- [Task to complete] Retype each line below precisely.

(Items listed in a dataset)

-----

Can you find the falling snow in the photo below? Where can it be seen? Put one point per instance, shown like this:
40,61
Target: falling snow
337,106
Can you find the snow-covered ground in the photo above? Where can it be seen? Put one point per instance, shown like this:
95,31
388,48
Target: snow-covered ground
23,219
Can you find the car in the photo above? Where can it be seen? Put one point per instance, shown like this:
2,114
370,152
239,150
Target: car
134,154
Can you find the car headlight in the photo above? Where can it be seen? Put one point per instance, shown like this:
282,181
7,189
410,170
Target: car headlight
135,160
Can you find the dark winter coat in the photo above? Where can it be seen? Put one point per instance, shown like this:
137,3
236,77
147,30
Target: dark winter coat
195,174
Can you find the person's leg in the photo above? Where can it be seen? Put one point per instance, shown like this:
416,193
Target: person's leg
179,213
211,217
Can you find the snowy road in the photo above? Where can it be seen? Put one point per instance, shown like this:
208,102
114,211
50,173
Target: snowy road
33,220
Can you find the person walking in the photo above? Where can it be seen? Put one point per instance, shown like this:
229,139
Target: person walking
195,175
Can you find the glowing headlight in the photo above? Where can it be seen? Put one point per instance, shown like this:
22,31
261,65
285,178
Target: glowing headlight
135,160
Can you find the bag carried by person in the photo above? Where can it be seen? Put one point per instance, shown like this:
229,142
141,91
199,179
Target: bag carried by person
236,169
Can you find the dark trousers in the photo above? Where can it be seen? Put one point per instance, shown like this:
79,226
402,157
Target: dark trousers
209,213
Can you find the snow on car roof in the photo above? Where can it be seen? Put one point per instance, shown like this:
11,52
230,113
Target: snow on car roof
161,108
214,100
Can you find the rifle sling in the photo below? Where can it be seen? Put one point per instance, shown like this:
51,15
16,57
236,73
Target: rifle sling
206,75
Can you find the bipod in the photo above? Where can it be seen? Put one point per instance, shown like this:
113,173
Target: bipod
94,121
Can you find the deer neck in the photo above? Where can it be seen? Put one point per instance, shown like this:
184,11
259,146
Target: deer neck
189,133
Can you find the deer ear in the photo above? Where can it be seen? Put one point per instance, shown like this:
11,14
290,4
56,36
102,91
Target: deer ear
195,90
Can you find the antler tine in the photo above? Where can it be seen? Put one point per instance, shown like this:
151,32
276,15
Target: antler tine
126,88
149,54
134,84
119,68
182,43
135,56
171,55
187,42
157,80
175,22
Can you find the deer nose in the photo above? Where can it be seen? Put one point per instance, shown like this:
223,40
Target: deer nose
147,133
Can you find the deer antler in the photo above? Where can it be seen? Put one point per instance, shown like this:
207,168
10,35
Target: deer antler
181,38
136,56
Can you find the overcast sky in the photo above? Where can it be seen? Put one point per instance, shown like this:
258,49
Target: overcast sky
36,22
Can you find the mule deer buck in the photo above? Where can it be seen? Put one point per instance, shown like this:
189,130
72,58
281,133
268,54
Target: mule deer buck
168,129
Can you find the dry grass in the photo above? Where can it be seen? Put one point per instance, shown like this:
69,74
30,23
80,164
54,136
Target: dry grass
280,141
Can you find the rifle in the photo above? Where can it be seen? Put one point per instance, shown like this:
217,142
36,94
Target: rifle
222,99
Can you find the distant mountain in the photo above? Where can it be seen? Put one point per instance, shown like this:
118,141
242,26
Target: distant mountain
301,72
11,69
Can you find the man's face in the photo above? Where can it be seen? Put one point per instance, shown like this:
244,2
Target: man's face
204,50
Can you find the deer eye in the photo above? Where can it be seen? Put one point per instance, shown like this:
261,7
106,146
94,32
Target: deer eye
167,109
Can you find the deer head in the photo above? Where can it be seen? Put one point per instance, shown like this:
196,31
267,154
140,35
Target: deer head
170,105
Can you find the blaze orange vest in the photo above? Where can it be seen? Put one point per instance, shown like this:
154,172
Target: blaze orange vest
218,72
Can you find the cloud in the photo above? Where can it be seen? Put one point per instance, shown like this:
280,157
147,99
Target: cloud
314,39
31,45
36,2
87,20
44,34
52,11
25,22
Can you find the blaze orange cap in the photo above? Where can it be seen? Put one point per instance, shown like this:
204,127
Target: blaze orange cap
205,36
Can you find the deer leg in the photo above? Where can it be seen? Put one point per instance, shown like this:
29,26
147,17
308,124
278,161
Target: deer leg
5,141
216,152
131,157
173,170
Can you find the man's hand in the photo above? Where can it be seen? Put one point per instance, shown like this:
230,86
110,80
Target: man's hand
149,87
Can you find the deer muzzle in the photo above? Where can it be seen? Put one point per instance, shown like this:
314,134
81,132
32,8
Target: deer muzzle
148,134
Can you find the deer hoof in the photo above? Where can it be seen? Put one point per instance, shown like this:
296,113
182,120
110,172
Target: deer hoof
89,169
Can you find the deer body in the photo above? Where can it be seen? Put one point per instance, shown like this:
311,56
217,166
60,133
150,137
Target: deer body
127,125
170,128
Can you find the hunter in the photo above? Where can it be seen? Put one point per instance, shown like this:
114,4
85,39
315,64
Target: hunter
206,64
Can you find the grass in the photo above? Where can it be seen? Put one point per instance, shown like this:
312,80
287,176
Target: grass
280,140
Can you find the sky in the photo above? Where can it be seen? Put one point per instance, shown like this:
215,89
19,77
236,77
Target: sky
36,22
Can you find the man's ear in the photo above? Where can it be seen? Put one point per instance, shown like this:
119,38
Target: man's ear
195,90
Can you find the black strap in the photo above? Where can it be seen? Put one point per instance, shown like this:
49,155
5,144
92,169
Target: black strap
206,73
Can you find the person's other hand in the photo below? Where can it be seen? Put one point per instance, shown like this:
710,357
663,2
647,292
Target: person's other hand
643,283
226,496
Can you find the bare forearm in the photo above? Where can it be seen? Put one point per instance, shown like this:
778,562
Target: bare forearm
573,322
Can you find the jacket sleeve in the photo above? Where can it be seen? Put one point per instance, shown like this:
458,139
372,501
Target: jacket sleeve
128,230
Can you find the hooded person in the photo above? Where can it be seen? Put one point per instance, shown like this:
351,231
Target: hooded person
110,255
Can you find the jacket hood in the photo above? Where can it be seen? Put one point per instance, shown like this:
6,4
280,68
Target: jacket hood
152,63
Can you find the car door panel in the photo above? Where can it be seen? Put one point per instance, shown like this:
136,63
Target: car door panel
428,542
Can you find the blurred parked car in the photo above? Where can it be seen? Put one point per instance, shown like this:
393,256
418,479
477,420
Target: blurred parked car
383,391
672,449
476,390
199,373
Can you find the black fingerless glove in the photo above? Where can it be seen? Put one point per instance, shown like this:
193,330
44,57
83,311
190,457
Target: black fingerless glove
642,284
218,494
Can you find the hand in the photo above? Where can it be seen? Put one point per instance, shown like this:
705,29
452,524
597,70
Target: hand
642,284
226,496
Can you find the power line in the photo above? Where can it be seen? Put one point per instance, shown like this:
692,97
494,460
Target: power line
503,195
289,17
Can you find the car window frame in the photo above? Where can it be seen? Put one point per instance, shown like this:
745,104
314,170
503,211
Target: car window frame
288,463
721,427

-----

- [Result below]
Can you find the falling snow in the photo below? Where can it be seen? Put one point per instance, shown like this:
40,61
Target: falling snow
337,106
Can you find the snow-covered ground in the photo above? Where can it be seen? Put one point per instance, shown like this:
95,31
388,48
Target: snow-covered ground
23,219
Can you find the car in the photo above? Where can it be seen? Put one point per instance, shown like this:
2,114
370,152
239,150
Target: car
134,154
Can you find the car headlight in the photo above? Where can it be seen? Put one point per instance, shown like this:
282,181
7,189
410,170
Target: car headlight
135,160
Can you find the dark winter coat in the photo above? Where can it be seen? Put one point per instance, shown like this:
137,3
236,77
147,30
Target: dark winter coat
195,174
Can you find the person's leg in the photo above? Where can it be seen? Put one point per instance, shown like this:
416,193
Target: person's leg
179,213
211,217
Can you find the snowy road in the photo above? Where can it be seen? Put one point per instance, shown like this:
208,102
114,211
50,173
Target: snowy road
33,220
Can you find the person walking in the photo above? Where can it be seen? Put one point per instance, shown like this:
229,139
Target: person walking
195,175
Can you find the glowing headlight in the photo above? Where can it be seen? Put one point per instance, shown like this:
22,31
261,65
285,178
Target: glowing headlight
135,160
Can you find the bag carried by person in the photo above? Where can it be seen? Put one point per instance, shown like this:
229,142
141,91
199,179
Target: bag carried by person
236,169
Can you find the dark trousers in the photo above? Where can it be seen? Put one point per instance, shown like this:
79,226
402,157
Target: dark trousers
209,213
Can you find the snow on car roof in the photo above? Where can it be seen? Put one point per instance, shown like this:
11,52
230,113
Target: snow on car roof
161,108
214,100
Can you find the rifle sling in the photo below? Where can it be seen? Put one point per instance, shown like this:
51,15
16,57
236,73
Target: rifle sling
206,75
Can you find the bipod in the photo above? Where can it be seen? Put one point per instance, shown like this:
113,173
Target: bipod
94,121
Can you find the deer neck in the photo above? Where can it be seen? Put one point per instance, shown like this:
184,11
259,146
Target: deer neck
189,133
Can you find the deer ear in the photo above? Where can it be seen? Put one point per instance, shown like this:
11,14
290,4
56,36
102,91
Target: deer ear
195,90
Can you find the antler tine in the photo above? Where can it be seen? Put one point per instance, shown like this:
151,32
276,15
Target: antler tine
126,88
149,54
134,84
119,68
182,43
135,56
171,55
187,42
157,80
175,22
Can you find the deer nose in the photo above? Where can it be seen? Put one point per instance, shown like this:
223,40
Target: deer nose
147,133
Can you find the deer antler in the photo above? Where can it be seen? Put one point per instance, shown like this:
207,168
10,35
Target: deer antler
181,38
136,56
Can you find the overcast sky in the photo above? Where can it be seen? Put one point per instance, shown like this:
258,49
Target: overcast sky
36,22
Can you find the mule deer buck in the photo above? Where can it be seen? Put one point per instance, shown like this:
189,130
72,58
281,133
268,54
Target: mule deer buck
168,129
Can you find the dry grass in the photo above? Where can it be seen? Put one point per instance, shown like this:
69,74
30,23
80,164
54,136
Target: dry grass
280,141
Can you find the rifle in the photo above? Where can it be seen? Put one point per instance, shown like this:
217,142
36,94
Target: rifle
222,99
Can you find the distant mountain in the photo above? Where can it be seen? Put one point per instance, shown like this:
118,141
242,26
Target: distant mountain
301,72
11,69
Can you find the man's face in the photo above? Where can it be seen? Put one point per instance, shown like this:
244,2
Target: man's face
204,50
Can you find the deer eye in the photo above? Where can it be seen? Put one point per instance, shown like this:
261,7
106,146
94,32
Target: deer eye
167,109
Can you find the deer head in the photo above? Where can it be seen? Put one point per instance, shown like this:
196,31
267,154
140,35
Target: deer head
170,105
Can you find the blaze orange vest in the photo above? Where can it be seen? Put one point per instance, shown like this:
154,172
Target: blaze orange vest
218,72
Can you find the cloud in the photo above? Where can it be seen? Put one point per instance, shown like this:
280,157
147,99
Target: cloud
314,39
31,45
36,2
87,20
44,34
52,11
25,22
Can you find the blaze orange cap in the photo above? Where can it be seen? Put one point per instance, shown like this:
204,127
Target: blaze orange cap
205,36
Can you find the deer leg in the photo above? Where can it be seen? Put one point per instance, shown like this:
29,26
147,17
308,124
278,161
Target: deer leg
5,141
216,152
131,157
173,170
Can you find the man's hand in the photo above? Where can it be seen? Put one point per instance, shown like this:
230,86
110,80
Target: man's hand
149,87
Can you find the deer muzzle in the photo above? Where can it be seen? Put one point per instance, shown like this:
314,134
81,132
32,8
Target: deer muzzle
148,134
Can you find the deer hoof in the photo above? Where can it be seen? Put one point per instance, shown like this:
296,113
182,120
110,172
Target: deer hoof
89,169
Can you find the deer body in the photo above? Where can it be seen? Put one point per instance, shown like this:
311,56
217,166
60,133
150,137
Target: deer body
127,125
170,128
Can you find the hunter in the photo above? Where can it be seen? Put one point per instance, shown like this:
114,4
85,39
315,64
Target: hunter
206,64
Can you find the grass in the photo above? Where can it be seen? Put one point per instance, shown like this:
312,80
287,176
Target: grass
280,140
Can you find the sky in the photo above? Where can it be seen? Put one point per instance, shown like this:
215,89
19,77
236,77
Target: sky
36,22
Can you find the man's ear in the photo above? Where can it be seen? Put one point per instance, shown like this:
119,38
Target: man's ear
195,90
Can you find the black strap in the photo above? Where can it be seen? Put one point per instance, shown like this:
49,155
5,144
92,169
Target: black strap
206,73
Can you find the person's other hand in the photo below? Where can it be seen? Put one point per instance, shown like this:
710,357
663,2
647,292
Target: person's other hand
643,283
226,496
Can you find the bare forearm in the photo above? Where can it be seen? Put one point per instance, shown like this:
778,562
Target: bare forearm
573,322
Can you find the jacket sleeve in the photo above? Where can it be seen? Put one point per instance, shown like this:
458,139
372,501
Target: jacket sleeve
128,230
Can you find the hooded person in the photo above? Where can it be seen? Put one point per instance, shown like this:
351,231
Target: hooded person
110,255
Can you find the jacket hood in the photo above? Where can it be seen? Put one point per instance, shown like this:
6,4
280,68
Target: jacket hood
152,63
Can you find the car door panel in the photo above? Where can it be seen? Put one point per instance, shown like this:
136,63
Target: car door panel
428,542
Can you find the blurred parked car in the photo above? Where can it be seen? Put one point per instance, shown like this:
393,256
418,479
477,420
Target: blurred parked car
383,391
672,449
476,390
199,373
Can you find the black fingerless glove in the photo above? Where can it be seen? Put one point per instance, shown like this:
193,330
44,57
83,311
190,457
Target: black fingerless glove
642,284
218,494
Can you find the hand in the photo above? Where can it be seen? Put one point per instance, shown like this:
705,29
452,524
597,70
Target: hand
642,284
226,496
Can you find the power line in the photo above? Where can it be seen? Put one point per instance, shown like this:
692,97
494,460
Target: power line
503,195
289,17
Can you find the car window frame in the photo above? Where can it be seen? Put one point per instance, shown like this:
745,104
314,170
503,211
Target: car window frame
288,463
721,427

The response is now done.